O crescimento da violência, especialmente os tiroteios, nos Estados Unidos tem aumentado ainda mais a resistência dos Democratas aos apelos da ala progressista para cortar o financiamento à polícia.
Desde que o lema Defund The Police se tornou recorrente nos protestos do movimento Black Lives Matter que a questão do corte ao financiamento dos departamentos de polícia tem marcado a agenda política da ala progressista dos Democratas. No entanto, a liderança do partido teme que o apoio à medida possa custar votos com a escalada da violência armada nos Estados Unidos.
De acordo com o Gun Violence Archive, só este ano já ocorreram 340 tiroteios em massa no país, que resultaram em mais de 22 mil mortes. O último fim-de-semana, em que se celebrou o Dia da Independência, foi particularmente fatal, com mais de 180 vítimas mortais e 516 feridos, fruto de 14 tiroteios entre Sexta-Feira e Domingo.
Em 2020, os EUA viram um aumento de 25% nos homicídios, com mais 4000 mortes adicionais, de acordo com dados preliminares do FBI. Apesar do aumento de 3% no crime violento, houve uma descida de 10,4% nos assaltos e de 14,2% nas violações.
Esta semana, Andrew Cuomo, Governador de Nova Iorque, tomou uma medida inédita ao declarar o estado de emergência devido à violência armada e comprometeu-se a investir quase 139 milhões de dólares para reverter a tendência de aumento de tiroteios e homicídios no estado.
Pouco tempo depois de Nova Iorque superar o pico da covid-19, a violência armada aumentou 75% ou mais nas maiores cidades do estado. A decisão de Cuomo vai permitir aos responsáveis estaduais coordenar os recursos e financiar esforços das comunidades para prevenir ou responder a tiroteios.
“É uma questão de salvar vidas, e o futuro de Nova Iorque depende disso. As pessoas não voltam a esta cidade, não voltam a qualquer cidade, até saberem que estão em segurança”, afirmou Cuomo numa conferência de imprensa. Nova Iorque registou 1500 tiroteios em 2020, quase o dobro de 2019.
Patrick Sharkey, sociólogo da Universidade de Princeton, aplaudiu vários elementos do plano do governador. “Reverter o aumento da violência armada exige um investimento enorme e uma coordenação precisa de estratégias e recursos e este plano tem ambos”, acrescentando que unir os esforços num único escritório “é crucial para garantir que toda a gente está a trabalhar junta para o objectivo comum”.

#### [Informação apresentada]
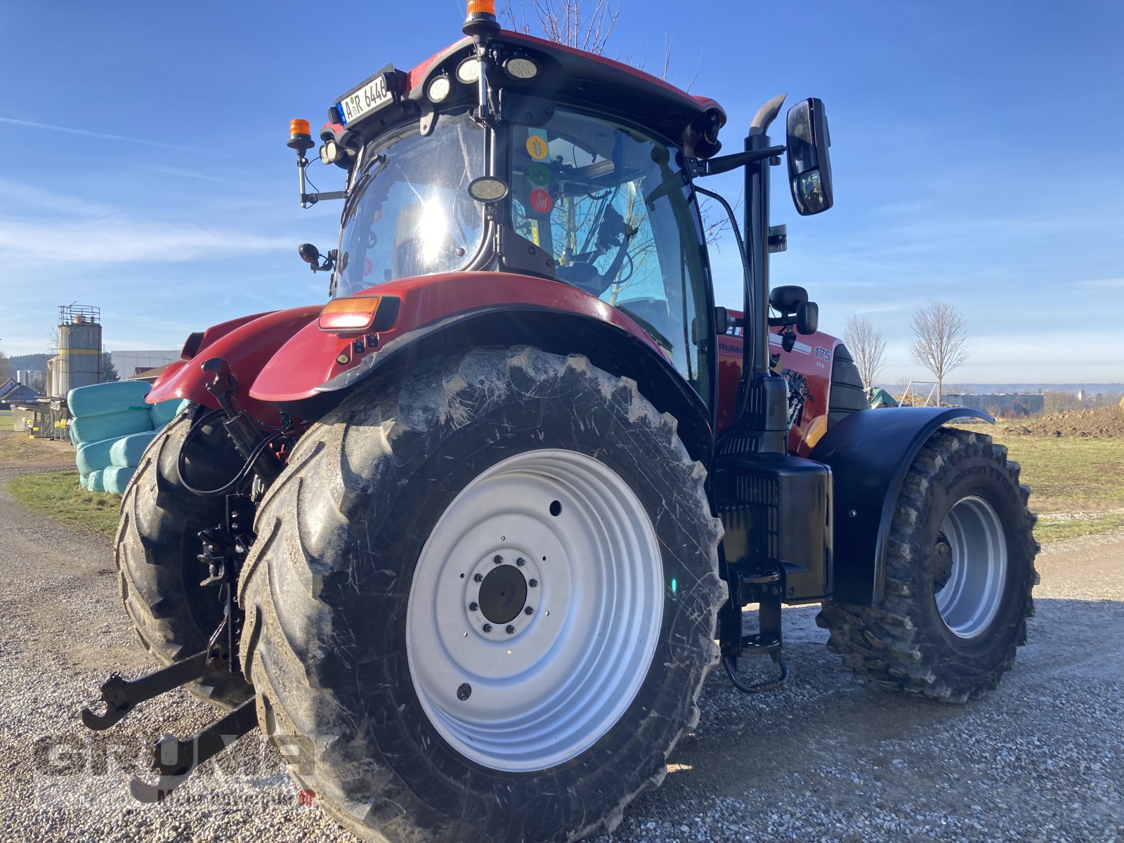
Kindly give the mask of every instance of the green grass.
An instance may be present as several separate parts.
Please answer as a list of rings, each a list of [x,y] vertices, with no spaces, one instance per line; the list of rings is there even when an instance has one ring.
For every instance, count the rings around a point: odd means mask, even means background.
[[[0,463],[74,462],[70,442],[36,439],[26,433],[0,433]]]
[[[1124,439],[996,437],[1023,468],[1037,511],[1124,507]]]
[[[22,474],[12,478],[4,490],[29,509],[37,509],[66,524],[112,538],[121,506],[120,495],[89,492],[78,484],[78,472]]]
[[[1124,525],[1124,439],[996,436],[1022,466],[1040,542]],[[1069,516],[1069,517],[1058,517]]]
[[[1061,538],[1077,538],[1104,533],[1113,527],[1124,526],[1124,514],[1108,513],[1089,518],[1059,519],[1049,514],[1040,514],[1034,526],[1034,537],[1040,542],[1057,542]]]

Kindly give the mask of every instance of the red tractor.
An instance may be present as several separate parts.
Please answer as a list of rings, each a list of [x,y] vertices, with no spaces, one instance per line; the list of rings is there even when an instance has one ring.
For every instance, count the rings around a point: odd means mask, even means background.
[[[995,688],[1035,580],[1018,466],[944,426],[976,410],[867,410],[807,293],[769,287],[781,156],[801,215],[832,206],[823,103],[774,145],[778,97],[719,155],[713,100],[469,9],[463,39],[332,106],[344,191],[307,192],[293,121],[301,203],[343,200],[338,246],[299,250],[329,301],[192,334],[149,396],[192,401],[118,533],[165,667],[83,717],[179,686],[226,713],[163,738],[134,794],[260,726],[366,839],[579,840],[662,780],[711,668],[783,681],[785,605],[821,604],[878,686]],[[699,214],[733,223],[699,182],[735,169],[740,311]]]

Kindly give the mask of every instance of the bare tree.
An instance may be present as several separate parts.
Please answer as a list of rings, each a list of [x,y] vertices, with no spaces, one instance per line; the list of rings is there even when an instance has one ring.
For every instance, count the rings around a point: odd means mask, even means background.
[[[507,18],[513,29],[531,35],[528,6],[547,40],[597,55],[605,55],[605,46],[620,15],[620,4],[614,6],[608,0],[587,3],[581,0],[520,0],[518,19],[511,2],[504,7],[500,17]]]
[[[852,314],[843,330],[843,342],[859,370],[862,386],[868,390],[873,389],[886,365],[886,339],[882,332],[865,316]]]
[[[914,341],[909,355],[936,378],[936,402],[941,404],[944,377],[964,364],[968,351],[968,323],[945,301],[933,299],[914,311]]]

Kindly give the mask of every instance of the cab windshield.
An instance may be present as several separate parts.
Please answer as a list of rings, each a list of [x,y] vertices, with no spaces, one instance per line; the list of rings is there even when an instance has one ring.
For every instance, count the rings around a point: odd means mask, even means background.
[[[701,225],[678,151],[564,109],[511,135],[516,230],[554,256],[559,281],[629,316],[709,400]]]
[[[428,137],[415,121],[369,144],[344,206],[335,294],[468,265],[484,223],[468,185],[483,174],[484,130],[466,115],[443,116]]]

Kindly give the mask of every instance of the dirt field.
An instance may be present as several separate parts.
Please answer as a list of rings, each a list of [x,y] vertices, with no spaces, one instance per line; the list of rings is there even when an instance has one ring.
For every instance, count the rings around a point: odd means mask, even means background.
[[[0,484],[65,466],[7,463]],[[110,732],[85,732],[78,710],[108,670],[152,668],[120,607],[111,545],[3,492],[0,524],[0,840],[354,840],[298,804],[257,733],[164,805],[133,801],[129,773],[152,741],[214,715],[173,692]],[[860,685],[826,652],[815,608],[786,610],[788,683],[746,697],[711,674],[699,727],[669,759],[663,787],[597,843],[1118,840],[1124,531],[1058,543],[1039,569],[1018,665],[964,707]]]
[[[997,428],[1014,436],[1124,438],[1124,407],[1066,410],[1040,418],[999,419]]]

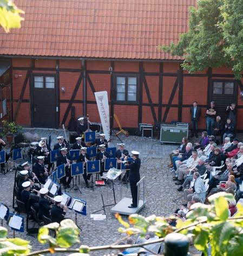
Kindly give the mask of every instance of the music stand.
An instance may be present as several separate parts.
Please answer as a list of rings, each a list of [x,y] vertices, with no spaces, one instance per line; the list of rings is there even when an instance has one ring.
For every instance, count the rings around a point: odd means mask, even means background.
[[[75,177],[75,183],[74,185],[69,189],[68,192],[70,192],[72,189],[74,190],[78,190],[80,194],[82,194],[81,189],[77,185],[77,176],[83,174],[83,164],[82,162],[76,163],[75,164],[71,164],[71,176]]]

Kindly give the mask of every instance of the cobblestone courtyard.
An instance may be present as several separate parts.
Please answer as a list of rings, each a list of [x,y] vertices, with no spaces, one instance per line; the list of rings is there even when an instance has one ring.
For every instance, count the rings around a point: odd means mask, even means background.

#### [Lista de atividades]
a) De acordo com o texto sobre a violência armada nos Estados Unidos, que montante se comprometeu Andrew Cuomo a investir para reverter o aumento de tiroteios e homicídios em Nova Iorque?
b) Prossiga o texto sobre a violência armada nos Estados Unidos a partir da última frase apresentada.

#### [Respostas às tarefas]
a) Quase 139 milhões de dólares.

b)
Este crescimento na violência, especialmente a armada, tem várias causas: desde a ansiedade causada pela pandemia, até à crise económica, passando pela maior tensão entre as comunidades e a polícia desde os protestos em massa de 2020, explica o criminologista Richard Rosenfeld à CNN.
Progressistas apelam aos cortes à polícia
O impacto dos protestos contra a violência policial não se ficou só pelas ruas. Vários grupos de activistas e políticos da ala progressista dos Democratas, conhecida como a Squad, já manifestaram apoio à proposta de corte dos financiamentos da polícia.
Para além das acusações do racismo estrutural dentro do sistema de policiamento, uma das razões apontadas é a quantidade de dinheiro que os Estados Unidos gastam na lei e ordem em comparação com programas sociais, que actualmente é mais do dobro, de acordo com Emmanuel Saez e Gabriel Zucman, autores do livro The Triumph of Injustice.
Até à década de 80, os governos americanos gastavam aproximadamente a mesma quantidade de fundos no sistema criminal e nos programas sociais, cerca de 1% do PIB, mas essas linhas têm divergido desde então, escreve o Washington Post.
Os custos com a justiça e policiamento explodiram até 2010, quando chegaram ao pico de 2,5%, enquanto que o valor actual do investimento em políticas sociais é de apenas 0,8%. Muitas grandes cidades nos EUA gastam perto de 40% do orçamento municipal no policiamento.
A organização religiosa Comité de Serviço de Amigos Americanos aponta também a crescente militarização da polícia: “Desde 1990, o governo federal transferiu 6 mil milhões de dólares de equipamentos militares em excesso para departamentos locais”.
“As cidades dos EUA gastam 100 mil milhões de dólares por ano na polícia, enquanto investimentos na educação, saúde, habitação ou outros programas importantes não são cumpridos. Nova Iorque, por exemplo, gasta mais na polícia do que nos departamentos de Saúde, Apoio aos Sem-Abrigo, Habitação e Juventude e Desenvolvimento das Comunidades combinados”, critica a organização.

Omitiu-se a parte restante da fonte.